■ Texto fornecido ■
•••••
Não são nem dez
da manhã e já cheguei na plataforma da estação de trem de São Caetano, que está
cheia. Pessoas com bagagens, famílias grandes, mulheres de idade se espalham
pelos bancos de ferro que lembram as douradas épocas das viagens de trens.
Quando viajar de trem era sinal de riqueza. Na minha infância me lembro da
placa branca que anunciava a estação, hoje substituída por uma tabela marrom
dependurada ao vento. Boa parte das pessoas toma o mesmo rumo que eu, a estação
da Luz, onde milhares de passageiros descem para fazer suas baldeações, compras
ou trabalhar nas fábricas da região desde o século passado. Essa mesma estação
que nasceu no dia 1 de maio de 1883 carrega muitas histórias, narrativas de
meus pais, tios e personagens conhecidos da cidade, uma delas é Assunta de 95 anos que ainda ontem me contava como era a estação.
-Havia duas
porteiras em suas laterais uma de saída e a outra de entrada, para não dar
confusão um guarda ficava ali cuidado da passagem.
O ritmo dos trens
também era outro, aliás como o ritmo de nossa vida. Eles não passavam todas as
horas, mas em horários pré-determinados de acordo com os dias da semana. Mas
ainda assim ele era bem concorrido. Dona Assunta se lembra muito bem dele. Ela
morava na Rua. Amazonas que era cercada por mato e para não se atrasar pegava
uma jardineira até a estação.
-Naquela época
não tinha o perigo. As crianças costumavam brincar dentro das estações de
trens.
•••••
■ Linhas de entrada ■
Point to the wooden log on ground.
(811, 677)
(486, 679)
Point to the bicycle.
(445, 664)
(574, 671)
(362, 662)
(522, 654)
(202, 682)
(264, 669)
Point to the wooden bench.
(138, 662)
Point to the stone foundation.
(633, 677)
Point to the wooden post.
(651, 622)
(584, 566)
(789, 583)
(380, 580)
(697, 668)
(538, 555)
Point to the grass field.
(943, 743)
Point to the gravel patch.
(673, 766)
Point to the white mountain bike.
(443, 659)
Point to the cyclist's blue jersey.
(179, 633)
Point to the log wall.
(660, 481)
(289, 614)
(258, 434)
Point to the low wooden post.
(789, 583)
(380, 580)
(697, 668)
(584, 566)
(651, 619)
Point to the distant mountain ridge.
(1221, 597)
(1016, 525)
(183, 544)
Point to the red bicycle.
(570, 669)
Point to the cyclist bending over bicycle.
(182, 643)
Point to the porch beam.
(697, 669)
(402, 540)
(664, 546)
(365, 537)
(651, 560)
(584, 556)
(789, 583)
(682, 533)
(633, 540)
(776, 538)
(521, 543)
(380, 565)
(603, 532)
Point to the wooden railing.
•••••
■ Tarefa 1 ■
Copie todo o texto sobre a estação de trem de São Caetano, sem mudar nada.
■ Tarefa 2 ■
Repita, sem mudar nada, as linhas de entrada que começam na linha com "Point to the log wall." e seguem até a última delas, incluindo essas duas.
As linhas de entrada não têm nenhuma relação com o texto.

■ Resposta escrita 1 ■
Não são nem dez
da manhã e já cheguei na plataforma da estação de trem de São Caetano, que está
cheia. Pessoas com bagagens, famílias grandes, mulheres de idade se espalham
pelos bancos de ferro que lembram as douradas épocas das viagens de trens.
Quando viajar de trem era sinal de riqueza. Na minha infância me lembro da
placa branca que anunciava a estação, hoje substituída por uma tabela marrom
dependurada ao vento. Boa parte das pessoas toma o mesmo rumo que eu, a estação
da Luz, onde milhares de passageiros descem para fazer suas baldeações, compras
ou trabalhar nas fábricas da região desde o século passado. Essa mesma estação
que nasceu no dia 1 de maio de 1883 carrega muitas histórias, narrativas de
meus pais, tios e personagens conhecidos da cidade, uma delas é Assunta de 95 anos que ainda ontem me contava como era a estação.
-Havia duas
porteiras em suas laterais uma de saída e a outra de entrada, para não dar
confusão um guarda ficava ali cuidado da passagem.
O ritmo dos trens
também era outro, aliás como o ritmo de nossa vida. Eles não passavam todas as
horas, mas em horários pré-determinados de acordo com os dias da semana. Mas
ainda assim ele era bem concorrido. Dona Assunta se lembra muito bem dele. Ela
morava na Rua. Amazonas que era cercada por mato e para não se atrasar pegava
uma jardineira até a estação.
-Naquela época
não tinha o perigo. As crianças costumavam brincar dentro das estações de
trens.

■ Resposta escrita 2 ■
Point to the log wall.
(660, 481)
(289, 614)
(258, 434)
Point to the low wooden post.
(789, 583)
(380, 580)
(697, 668)
(584, 566)
(651, 619)
Point to the distant mountain ridge.
(1221, 597)
(1016, 525)
(183, 544)
Point to the red bicycle.
(570, 669)
Point to the cyclist bending over bicycle.
(182, 643)
Point to the porch beam.
(697, 669)
(402, 540)
(664, 546)
(365, 537)
(651, 560)
(584, 556)
(789, 583)
(682, 533)
(633, 540)
(776, 538)
(521, 543)
(380, 565)
(603, 532)
Point to the wooden railing.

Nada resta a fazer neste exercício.